§ **Exercise**
Repeat exactly the lines that run from the one containing "[pin] tree -- one per line" to the end of the data, and leave out all others.

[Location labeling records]
=-=-=-=-=
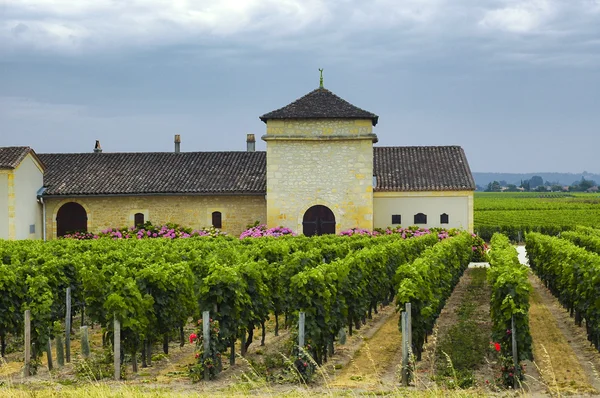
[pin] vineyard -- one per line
(257, 291)
(514, 214)
(155, 286)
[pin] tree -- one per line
(494, 187)
(535, 182)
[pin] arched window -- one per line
(71, 217)
(217, 219)
(318, 220)
(420, 218)
(138, 219)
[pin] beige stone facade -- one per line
(325, 162)
(20, 213)
(194, 211)
(457, 205)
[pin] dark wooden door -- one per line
(71, 217)
(318, 220)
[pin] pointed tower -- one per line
(320, 164)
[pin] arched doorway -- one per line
(318, 220)
(71, 217)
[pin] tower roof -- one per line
(320, 104)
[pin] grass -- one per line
(113, 390)
(373, 357)
(462, 349)
(556, 360)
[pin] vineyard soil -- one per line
(568, 363)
=-=-=-=-=
§ **Answer**
[pin] tree -- one per line
(494, 187)
(535, 182)
[pin] arched window -- one per line
(71, 217)
(217, 219)
(318, 220)
(420, 218)
(138, 219)
[pin] beige stone facade -- one per line
(325, 162)
(20, 213)
(194, 211)
(457, 205)
[pin] dark wooden door -- one per line
(71, 217)
(318, 220)
[pin] pointed tower -- one per line
(320, 164)
[pin] arched doorway -- one per line
(318, 220)
(71, 217)
[pin] tower roof -- one per line
(320, 104)
[pin] grass -- one per line
(113, 390)
(373, 357)
(462, 349)
(556, 360)
[pin] vineyard soil -- one per line
(568, 363)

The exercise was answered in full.